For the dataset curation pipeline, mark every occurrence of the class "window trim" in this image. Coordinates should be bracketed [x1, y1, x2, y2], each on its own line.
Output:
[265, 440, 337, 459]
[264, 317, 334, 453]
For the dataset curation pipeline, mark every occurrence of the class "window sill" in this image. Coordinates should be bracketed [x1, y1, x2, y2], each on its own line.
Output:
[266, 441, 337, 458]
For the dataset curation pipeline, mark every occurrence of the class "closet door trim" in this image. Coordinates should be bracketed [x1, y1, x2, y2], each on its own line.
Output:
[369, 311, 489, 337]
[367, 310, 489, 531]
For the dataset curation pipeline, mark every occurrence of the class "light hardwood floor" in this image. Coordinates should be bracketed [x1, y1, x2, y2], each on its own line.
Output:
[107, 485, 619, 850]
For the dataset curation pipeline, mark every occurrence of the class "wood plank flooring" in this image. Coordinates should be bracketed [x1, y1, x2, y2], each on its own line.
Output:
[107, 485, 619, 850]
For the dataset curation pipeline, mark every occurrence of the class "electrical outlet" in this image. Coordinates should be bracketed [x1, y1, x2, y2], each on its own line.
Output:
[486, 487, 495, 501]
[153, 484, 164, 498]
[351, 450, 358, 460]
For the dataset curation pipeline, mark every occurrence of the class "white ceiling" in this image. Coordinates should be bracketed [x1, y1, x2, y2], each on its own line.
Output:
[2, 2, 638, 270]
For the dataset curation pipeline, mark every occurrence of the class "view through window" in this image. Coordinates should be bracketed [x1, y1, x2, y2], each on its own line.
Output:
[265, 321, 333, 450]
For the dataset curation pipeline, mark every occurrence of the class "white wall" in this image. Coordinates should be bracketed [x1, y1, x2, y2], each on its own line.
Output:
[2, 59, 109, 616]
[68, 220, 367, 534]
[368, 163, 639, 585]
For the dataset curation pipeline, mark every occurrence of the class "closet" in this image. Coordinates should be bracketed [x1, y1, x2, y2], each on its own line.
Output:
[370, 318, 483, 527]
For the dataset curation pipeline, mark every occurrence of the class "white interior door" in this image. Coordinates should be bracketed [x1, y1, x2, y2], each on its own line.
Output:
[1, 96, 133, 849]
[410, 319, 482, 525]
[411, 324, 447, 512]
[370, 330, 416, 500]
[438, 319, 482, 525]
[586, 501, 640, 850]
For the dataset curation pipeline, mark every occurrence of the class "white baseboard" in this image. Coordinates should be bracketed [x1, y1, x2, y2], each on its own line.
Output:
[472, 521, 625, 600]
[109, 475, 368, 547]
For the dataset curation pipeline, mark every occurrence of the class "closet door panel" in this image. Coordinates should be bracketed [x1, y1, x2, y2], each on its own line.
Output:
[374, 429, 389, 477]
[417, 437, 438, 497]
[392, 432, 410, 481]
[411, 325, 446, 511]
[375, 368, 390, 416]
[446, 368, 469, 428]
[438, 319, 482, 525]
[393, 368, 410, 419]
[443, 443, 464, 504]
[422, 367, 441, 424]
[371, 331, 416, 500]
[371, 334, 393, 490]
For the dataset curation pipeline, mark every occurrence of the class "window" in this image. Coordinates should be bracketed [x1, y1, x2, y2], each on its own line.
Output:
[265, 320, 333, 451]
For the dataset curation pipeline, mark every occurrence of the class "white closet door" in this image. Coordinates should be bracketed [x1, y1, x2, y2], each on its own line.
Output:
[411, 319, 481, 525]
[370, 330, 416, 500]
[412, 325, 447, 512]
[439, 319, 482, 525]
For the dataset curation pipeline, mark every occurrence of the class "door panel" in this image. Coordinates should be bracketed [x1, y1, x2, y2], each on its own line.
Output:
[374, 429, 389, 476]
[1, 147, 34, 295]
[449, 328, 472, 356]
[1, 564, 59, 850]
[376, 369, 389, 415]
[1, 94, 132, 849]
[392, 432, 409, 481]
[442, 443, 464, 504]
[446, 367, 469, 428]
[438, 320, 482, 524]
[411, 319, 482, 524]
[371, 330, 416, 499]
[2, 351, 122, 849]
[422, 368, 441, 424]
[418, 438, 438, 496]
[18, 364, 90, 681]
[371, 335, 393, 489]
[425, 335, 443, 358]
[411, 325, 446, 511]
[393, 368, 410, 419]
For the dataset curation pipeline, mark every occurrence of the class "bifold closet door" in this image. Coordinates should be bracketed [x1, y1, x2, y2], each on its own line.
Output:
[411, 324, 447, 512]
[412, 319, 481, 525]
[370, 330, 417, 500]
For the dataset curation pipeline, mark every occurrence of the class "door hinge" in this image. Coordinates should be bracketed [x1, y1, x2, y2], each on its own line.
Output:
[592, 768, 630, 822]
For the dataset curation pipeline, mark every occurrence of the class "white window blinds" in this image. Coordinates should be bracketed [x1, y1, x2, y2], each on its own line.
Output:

#### Your objective:
Every line in the listing that holds the string "door" should be copied out.

#### Your response:
For the dataset curation pipeline, mark every occurrence of the class "closet door trim" in this image. Coordinates should be bracketed [x1, y1, x2, y2], each on its own line.
For the dataset curation pipeline, mark every occurrence of the class "white interior door" in this image. Coordinates should be bracketed [x1, y1, x2, y2], each on its own line.
For the dataset curation pipeline, mark every occurrence of the class "closet door panel" in this image. Coordinates should be bracketed [x1, y1, x2, y2], each on its own line.
For the dataset curation pipeline, mark every occurrence of the class "white closet door" in this image. Coordinates should be bracketed [x1, y1, x2, y2], each on its own line.
For the dataset curation pipeline, mark every occurrence of the class "door panel" in this image. Coordinates should be bracketed [x1, y1, x2, y2], each on its own line.
For the dataset curation pipeline, mark every occurrence of the class "bifold closet door" in this image. Coordinates should be bracketed [x1, y1, x2, y2], each on its own line.
For the dataset curation pipeline, mark every occurrence of the class "door hinge" in this image. Coordinates should be bracketed [x1, y1, x2, y2], each on its own line.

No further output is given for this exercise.